WHAT THE TASK ASKS:
Pull out every line below that contains the string "black", matching case exactly.

----

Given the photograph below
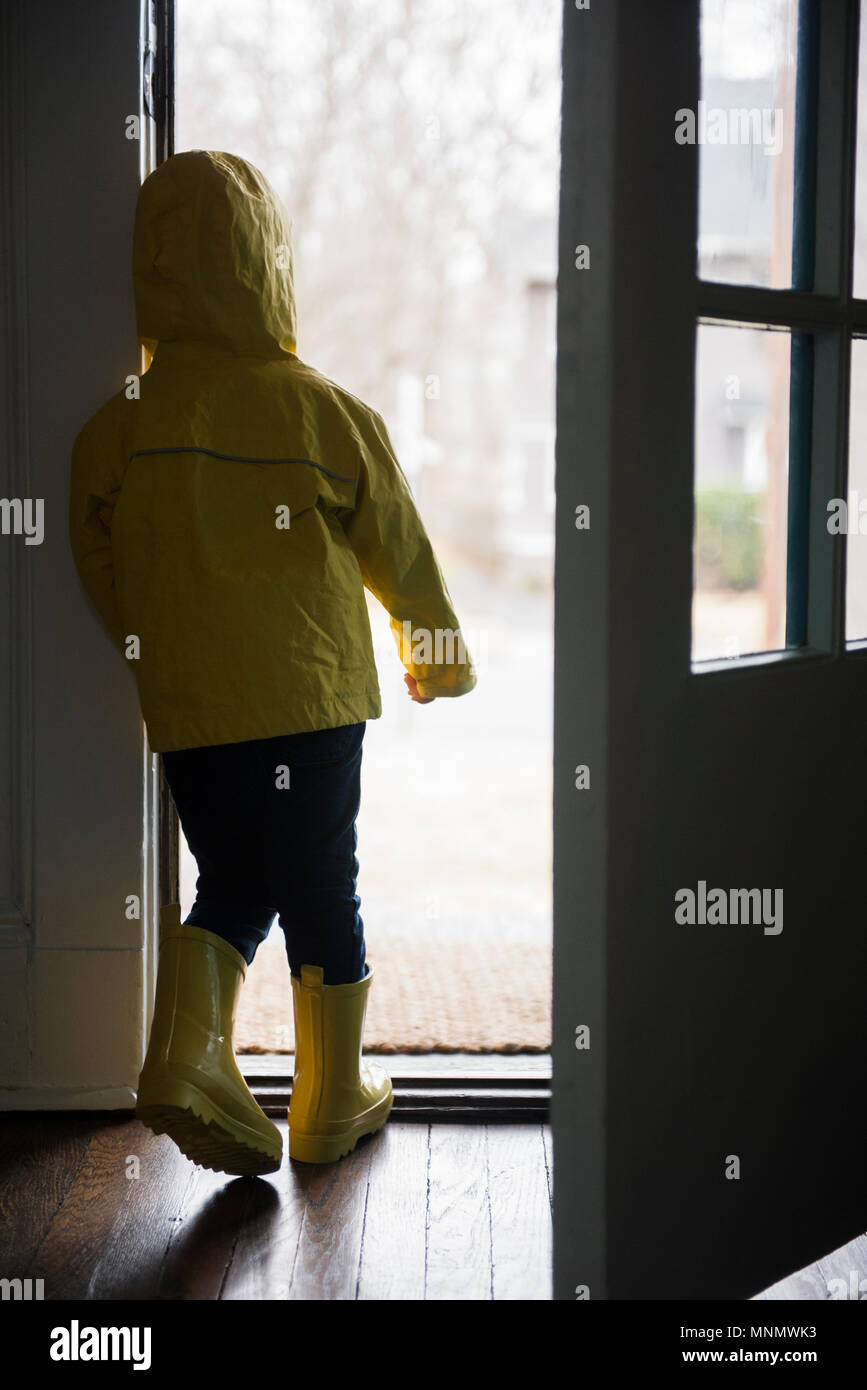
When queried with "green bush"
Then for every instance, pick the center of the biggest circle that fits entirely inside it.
(730, 538)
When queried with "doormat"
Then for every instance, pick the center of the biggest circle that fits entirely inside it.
(449, 997)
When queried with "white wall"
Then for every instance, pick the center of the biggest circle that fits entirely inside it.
(72, 758)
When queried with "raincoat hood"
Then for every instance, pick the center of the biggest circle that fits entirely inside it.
(211, 257)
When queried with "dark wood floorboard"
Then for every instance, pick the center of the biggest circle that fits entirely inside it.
(102, 1209)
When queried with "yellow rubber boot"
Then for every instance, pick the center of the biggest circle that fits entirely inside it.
(336, 1097)
(191, 1087)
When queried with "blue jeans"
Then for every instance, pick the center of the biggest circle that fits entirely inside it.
(273, 827)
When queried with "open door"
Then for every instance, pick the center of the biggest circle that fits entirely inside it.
(709, 1052)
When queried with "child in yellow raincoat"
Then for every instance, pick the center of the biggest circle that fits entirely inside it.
(225, 520)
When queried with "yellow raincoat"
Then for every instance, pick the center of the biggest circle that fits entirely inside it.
(227, 521)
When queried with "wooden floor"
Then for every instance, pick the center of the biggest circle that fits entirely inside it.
(100, 1208)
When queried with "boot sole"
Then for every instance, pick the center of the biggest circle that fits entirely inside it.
(207, 1136)
(328, 1148)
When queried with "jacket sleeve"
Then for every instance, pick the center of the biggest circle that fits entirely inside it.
(399, 567)
(95, 485)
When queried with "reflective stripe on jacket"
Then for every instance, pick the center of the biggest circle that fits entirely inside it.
(232, 514)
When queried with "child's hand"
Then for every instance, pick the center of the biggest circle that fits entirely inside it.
(411, 684)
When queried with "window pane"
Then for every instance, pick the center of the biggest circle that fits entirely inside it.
(745, 129)
(741, 491)
(852, 520)
(859, 275)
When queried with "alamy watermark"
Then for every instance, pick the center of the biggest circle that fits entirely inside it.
(22, 516)
(738, 125)
(730, 906)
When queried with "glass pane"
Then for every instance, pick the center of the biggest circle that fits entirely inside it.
(745, 131)
(859, 275)
(741, 491)
(849, 516)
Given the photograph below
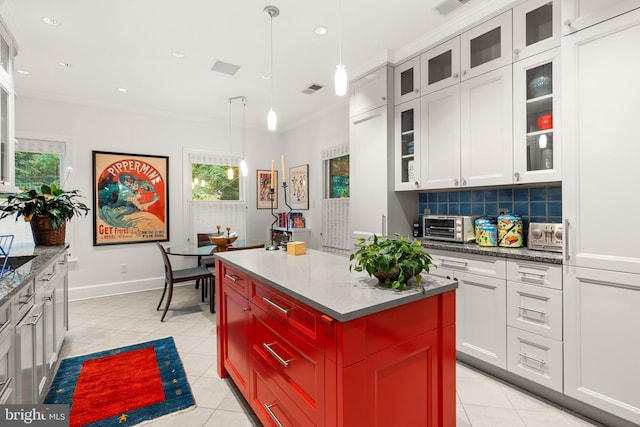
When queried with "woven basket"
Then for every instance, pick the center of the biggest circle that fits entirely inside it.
(44, 234)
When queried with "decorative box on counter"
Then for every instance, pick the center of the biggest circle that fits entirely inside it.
(296, 248)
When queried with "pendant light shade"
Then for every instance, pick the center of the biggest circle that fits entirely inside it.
(340, 80)
(272, 120)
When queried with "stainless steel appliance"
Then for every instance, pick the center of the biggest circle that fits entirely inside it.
(449, 228)
(545, 236)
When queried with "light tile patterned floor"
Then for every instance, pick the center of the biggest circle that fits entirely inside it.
(103, 323)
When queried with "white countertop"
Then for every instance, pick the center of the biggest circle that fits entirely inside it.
(322, 280)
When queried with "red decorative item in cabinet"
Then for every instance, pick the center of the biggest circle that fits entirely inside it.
(545, 121)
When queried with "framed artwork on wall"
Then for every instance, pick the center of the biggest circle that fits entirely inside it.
(266, 179)
(299, 187)
(130, 198)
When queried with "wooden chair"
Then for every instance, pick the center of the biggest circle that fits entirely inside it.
(172, 276)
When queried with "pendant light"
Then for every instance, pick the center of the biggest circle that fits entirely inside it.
(272, 120)
(340, 79)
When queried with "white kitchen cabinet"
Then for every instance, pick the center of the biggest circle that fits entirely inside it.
(440, 66)
(486, 47)
(601, 352)
(374, 207)
(536, 143)
(369, 92)
(580, 14)
(407, 145)
(601, 129)
(600, 170)
(407, 80)
(440, 139)
(486, 139)
(536, 27)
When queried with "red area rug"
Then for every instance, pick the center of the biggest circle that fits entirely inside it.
(123, 386)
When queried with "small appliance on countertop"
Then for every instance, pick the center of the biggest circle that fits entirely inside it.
(545, 236)
(449, 228)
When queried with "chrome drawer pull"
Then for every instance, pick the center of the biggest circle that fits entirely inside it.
(271, 414)
(283, 362)
(284, 311)
(540, 312)
(542, 362)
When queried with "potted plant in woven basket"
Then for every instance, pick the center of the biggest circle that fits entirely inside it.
(46, 210)
(392, 261)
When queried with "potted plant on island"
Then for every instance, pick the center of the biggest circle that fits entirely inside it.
(46, 210)
(392, 261)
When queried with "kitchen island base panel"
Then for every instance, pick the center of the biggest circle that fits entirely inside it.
(392, 367)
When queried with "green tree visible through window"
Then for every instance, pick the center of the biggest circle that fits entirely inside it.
(36, 169)
(211, 182)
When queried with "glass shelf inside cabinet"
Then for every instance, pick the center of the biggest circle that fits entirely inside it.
(540, 118)
(539, 24)
(408, 145)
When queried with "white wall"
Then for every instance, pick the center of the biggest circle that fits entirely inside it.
(304, 144)
(95, 271)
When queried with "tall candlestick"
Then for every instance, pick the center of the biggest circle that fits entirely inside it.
(284, 177)
(273, 162)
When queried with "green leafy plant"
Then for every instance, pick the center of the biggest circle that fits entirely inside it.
(59, 205)
(392, 261)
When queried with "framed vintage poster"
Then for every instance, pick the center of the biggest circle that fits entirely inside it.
(130, 198)
(265, 179)
(299, 187)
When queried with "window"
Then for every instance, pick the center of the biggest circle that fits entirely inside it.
(38, 163)
(337, 177)
(213, 182)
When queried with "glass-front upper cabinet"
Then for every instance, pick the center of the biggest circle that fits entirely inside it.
(440, 66)
(407, 80)
(487, 46)
(407, 149)
(536, 150)
(536, 27)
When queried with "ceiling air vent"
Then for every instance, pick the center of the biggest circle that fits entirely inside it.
(225, 68)
(449, 6)
(313, 88)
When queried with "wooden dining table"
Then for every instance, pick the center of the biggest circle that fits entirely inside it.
(208, 250)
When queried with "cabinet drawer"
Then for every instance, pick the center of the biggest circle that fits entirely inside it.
(535, 309)
(292, 314)
(235, 279)
(295, 365)
(534, 357)
(272, 405)
(535, 273)
(476, 264)
(23, 301)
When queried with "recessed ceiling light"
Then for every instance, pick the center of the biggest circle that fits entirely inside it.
(51, 21)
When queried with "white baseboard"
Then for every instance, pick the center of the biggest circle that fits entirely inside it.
(107, 289)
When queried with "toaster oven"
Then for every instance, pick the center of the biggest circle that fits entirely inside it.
(449, 228)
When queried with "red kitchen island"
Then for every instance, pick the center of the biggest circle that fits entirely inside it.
(309, 343)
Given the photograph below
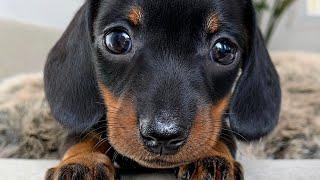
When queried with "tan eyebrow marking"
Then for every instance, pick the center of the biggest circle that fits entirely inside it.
(135, 15)
(213, 23)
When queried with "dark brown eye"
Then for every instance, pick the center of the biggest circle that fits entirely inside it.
(118, 42)
(224, 51)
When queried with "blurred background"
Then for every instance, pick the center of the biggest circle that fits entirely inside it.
(29, 29)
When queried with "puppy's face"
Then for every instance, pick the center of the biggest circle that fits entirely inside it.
(166, 70)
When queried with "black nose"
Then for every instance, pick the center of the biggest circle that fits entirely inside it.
(163, 139)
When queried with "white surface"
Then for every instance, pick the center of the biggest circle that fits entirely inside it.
(53, 13)
(254, 170)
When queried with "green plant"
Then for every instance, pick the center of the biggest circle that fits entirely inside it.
(276, 9)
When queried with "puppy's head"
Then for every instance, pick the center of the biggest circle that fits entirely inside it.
(168, 71)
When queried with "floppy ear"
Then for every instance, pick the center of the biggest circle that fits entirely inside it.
(69, 75)
(256, 103)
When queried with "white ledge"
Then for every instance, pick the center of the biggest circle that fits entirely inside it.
(11, 169)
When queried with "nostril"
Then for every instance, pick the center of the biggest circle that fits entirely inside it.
(176, 142)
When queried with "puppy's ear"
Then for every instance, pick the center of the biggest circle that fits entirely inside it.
(256, 103)
(69, 75)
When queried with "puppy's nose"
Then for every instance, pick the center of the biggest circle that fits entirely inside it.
(163, 138)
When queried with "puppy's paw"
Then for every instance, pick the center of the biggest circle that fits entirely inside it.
(89, 166)
(213, 169)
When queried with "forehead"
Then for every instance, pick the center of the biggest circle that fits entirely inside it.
(166, 14)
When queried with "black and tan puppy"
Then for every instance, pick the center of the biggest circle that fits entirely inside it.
(161, 84)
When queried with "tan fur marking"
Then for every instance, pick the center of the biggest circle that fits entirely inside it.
(124, 133)
(135, 15)
(213, 23)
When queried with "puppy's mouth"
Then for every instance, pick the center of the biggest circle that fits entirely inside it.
(125, 136)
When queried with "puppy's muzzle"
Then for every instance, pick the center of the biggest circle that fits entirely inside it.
(162, 137)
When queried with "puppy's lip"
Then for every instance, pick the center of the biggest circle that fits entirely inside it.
(163, 162)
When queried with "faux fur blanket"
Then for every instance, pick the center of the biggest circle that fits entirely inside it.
(27, 129)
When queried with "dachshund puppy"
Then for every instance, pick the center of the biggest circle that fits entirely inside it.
(151, 85)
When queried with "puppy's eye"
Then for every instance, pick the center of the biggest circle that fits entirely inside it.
(224, 51)
(118, 42)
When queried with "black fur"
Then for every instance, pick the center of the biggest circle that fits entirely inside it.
(169, 71)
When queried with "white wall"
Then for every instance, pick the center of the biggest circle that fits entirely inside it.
(296, 31)
(52, 13)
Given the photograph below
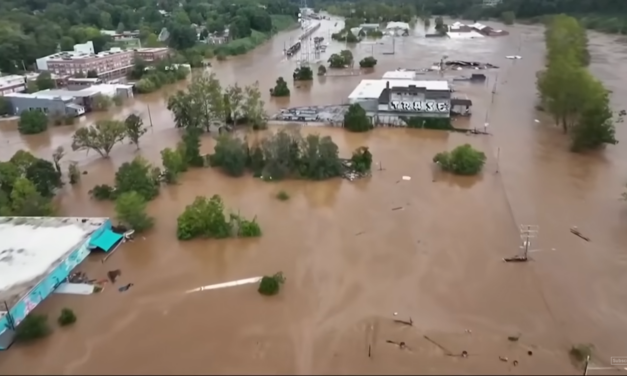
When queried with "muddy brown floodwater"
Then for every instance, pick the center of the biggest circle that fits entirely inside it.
(351, 261)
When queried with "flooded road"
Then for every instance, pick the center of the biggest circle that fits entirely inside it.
(350, 260)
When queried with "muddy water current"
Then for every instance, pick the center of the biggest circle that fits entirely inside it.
(351, 261)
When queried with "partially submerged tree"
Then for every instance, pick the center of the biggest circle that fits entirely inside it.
(201, 106)
(280, 89)
(136, 176)
(130, 209)
(322, 70)
(67, 317)
(231, 155)
(135, 128)
(578, 102)
(33, 327)
(74, 173)
(361, 159)
(252, 107)
(173, 162)
(57, 156)
(204, 218)
(271, 285)
(44, 176)
(463, 160)
(303, 73)
(368, 62)
(100, 137)
(101, 102)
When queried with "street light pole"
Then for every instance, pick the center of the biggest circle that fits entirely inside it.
(528, 232)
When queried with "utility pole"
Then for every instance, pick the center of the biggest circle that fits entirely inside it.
(528, 232)
(150, 118)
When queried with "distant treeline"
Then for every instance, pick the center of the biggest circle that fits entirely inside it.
(602, 15)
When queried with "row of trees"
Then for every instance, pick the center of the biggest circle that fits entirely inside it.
(207, 218)
(576, 100)
(602, 15)
(463, 160)
(206, 105)
(102, 136)
(342, 60)
(284, 154)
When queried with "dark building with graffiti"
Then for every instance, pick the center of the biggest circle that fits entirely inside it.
(386, 101)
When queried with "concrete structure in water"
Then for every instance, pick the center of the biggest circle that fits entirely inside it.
(12, 84)
(36, 255)
(399, 95)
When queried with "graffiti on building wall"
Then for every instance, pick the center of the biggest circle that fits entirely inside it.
(421, 106)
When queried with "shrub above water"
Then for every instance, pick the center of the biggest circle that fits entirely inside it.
(463, 160)
(271, 285)
(67, 317)
(33, 327)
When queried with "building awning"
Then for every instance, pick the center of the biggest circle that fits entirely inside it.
(106, 240)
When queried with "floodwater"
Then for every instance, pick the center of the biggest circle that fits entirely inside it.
(351, 261)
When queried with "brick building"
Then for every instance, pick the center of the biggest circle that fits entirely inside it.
(152, 54)
(110, 64)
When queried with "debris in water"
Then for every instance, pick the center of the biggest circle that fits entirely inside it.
(114, 274)
(576, 231)
(408, 323)
(444, 349)
(125, 287)
(226, 284)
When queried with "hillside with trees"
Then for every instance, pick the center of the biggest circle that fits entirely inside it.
(603, 15)
(32, 29)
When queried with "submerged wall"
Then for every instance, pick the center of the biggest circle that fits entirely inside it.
(45, 288)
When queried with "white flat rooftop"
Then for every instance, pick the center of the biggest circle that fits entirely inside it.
(371, 89)
(31, 247)
(464, 35)
(399, 75)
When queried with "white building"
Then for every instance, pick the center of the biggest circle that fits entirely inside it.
(400, 74)
(81, 49)
(12, 84)
(397, 28)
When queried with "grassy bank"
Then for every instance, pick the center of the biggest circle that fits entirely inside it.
(244, 45)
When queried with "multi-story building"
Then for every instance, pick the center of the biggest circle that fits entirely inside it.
(152, 54)
(12, 84)
(110, 64)
(399, 95)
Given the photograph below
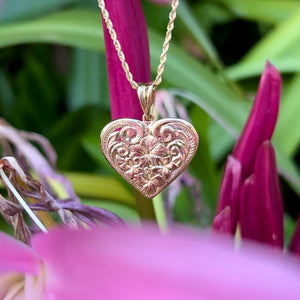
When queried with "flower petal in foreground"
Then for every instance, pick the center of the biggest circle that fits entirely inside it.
(142, 264)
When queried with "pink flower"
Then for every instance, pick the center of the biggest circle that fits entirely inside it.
(142, 264)
(129, 23)
(250, 193)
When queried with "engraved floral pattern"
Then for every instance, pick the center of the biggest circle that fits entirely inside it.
(149, 156)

----

WRITTEN SOLUTION:
When queried with "black nose"
When queried with "black and tan puppy"
When queried with "black fur"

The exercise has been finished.